Sunday 24 February 2013

A scramble in the woods

Faithlegg Woods are too vertical to plagiarise Bill Bryson and title this post 'A walk in the woods'.  They are also located in one of Ireland's magical corners: just opposite where the Barrow meets Suir and the river(s) turn sharp right and heads South for Waterford Harbour and the sea.  It's long been known for magical properties as the townland which incorporates the headland just East of the village of Cheekpoint is called Russianside - which must be Ros an sídhe: the headland of the fairyfolk.

ANNyway, yesterday a pal of mine from Russianside way organised for Andrew Harrington of the Mammals in a Sustainable Environment project to give a guided walk along the marsh and up through the woods to look for evidence of otters (Lutra lutra), pine-martens (Martes martes), red-squirrels (Sciurus vulgaris), bats (Chiroptera), and the introduced bank vole (Clethrionomys glareolus) which is quietly displacing the native wood-mouse (Apodemus sylvaticus). We saw and inhaled the heady aroma (new-mown hay and/or rotting fish to the aficianado) of some otter spraint (poo to you) on the edge of the marsh and other evidence of mammals from the other end of the digestive tract up in the woods.  Turns out that squirrels and mice access the nutritious bits of hazel nuts and pine and larch cones in distinctive ways - the bits they leave behind are quite diagnostic.

You have to be real quiet to see mammals which in any case are rarely out and about at noon in February, so the MISE folk document them with other, non-invasive means.  We've come a long way in the techniques of identification from my days as a jobbing field biologist live-trapping voles (Microtus pennsylvanicus) in Massachusetts meadows, and taking a capillary-tubeful of blood from the infra-orbital vein.  Actually, in those days I was the 'prentice, handing capillary tubes to the real biologists who were poking about in the tiny eye-sockets.  Now they use appropriate technology solutions (covered runway with wet poster-paint and white paper to capture foot-prints) to census the species; and high-tech molecular biology like PCR to identify individual animals from bits of fur.  The fur is not gathered randomly from the bushes but hoiked off with sticky patches inserted into baited tubes.  Very clever.
────
### Work request A:
In the Faithlegg Woods post, what do the MISE team use to capture mammal footprints?
### Work request B:
Pick up the Faithlegg Woods post where it stops and keep writing.
The listing has no connection to the Faithlegg Woods post.
────
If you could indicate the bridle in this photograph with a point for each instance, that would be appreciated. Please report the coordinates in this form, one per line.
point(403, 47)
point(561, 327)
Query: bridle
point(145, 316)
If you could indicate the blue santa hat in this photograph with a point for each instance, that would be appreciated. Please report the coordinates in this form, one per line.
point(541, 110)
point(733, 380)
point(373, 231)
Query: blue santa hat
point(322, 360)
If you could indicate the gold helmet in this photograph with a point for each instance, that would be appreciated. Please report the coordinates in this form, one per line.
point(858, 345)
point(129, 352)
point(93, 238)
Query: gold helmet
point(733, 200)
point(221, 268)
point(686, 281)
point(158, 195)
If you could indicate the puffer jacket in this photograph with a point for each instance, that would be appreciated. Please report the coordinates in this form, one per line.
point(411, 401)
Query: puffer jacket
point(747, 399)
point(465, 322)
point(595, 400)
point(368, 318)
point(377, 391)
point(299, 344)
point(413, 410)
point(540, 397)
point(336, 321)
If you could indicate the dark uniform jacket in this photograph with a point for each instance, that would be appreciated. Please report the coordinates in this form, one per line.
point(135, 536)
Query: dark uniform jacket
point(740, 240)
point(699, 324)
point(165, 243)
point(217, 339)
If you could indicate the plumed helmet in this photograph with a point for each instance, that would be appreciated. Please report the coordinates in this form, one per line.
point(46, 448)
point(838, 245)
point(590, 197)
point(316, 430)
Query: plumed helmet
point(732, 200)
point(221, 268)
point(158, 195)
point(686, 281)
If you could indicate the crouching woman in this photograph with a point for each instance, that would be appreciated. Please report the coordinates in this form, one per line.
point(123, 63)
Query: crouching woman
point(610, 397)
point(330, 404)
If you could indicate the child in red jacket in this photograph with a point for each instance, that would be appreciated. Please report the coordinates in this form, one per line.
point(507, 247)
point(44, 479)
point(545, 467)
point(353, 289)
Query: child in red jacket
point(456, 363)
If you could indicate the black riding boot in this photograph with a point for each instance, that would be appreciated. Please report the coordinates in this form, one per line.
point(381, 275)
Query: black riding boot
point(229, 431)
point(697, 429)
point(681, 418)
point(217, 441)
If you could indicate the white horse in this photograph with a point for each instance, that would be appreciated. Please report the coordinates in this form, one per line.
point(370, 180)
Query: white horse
────
### Exercise result A:
A covered runway with wet poster-paint and white paper.

### Exercise result B:
Things are looking up for an appreciation of science and the natural world if, from a very small community, you can get 40 people from tots to pensioners out in the woods paying attention, when they could be in Tesco paying for groceries.


  1. My manliness squirms at the notion of being from fairy land! Though it might explain how Ellen sometimes gets money under her pillow even when she forgets to put a tooth there!Wonder was it a fairy that took a chicken last night from the coop?

    What a lovely thought as a means of taking blood from a specimen. a syringe through the eye socket - surely some of your superiors came across with the Nazi diaspora after ww11 to help America conquer the world?

  2. Nononono, the infra-orbital vein was thought about long and hard and researched before implementation on a wide scale. It was much less traumatic in the long-run than getting blood from the tail-vein and everywhere else is all furred up and hard to find (so really traumatic to access). That being said in defense of the times and techniques that were in it 30 years ago, modern PCR-based methods, where you can get all the DNA you need from a hair-follicle, are much better for everyone and everysquirrel.

    1. I have to say either the eye or the "tail end" make me wince! Here here for PCR!!! and the hairy mammal!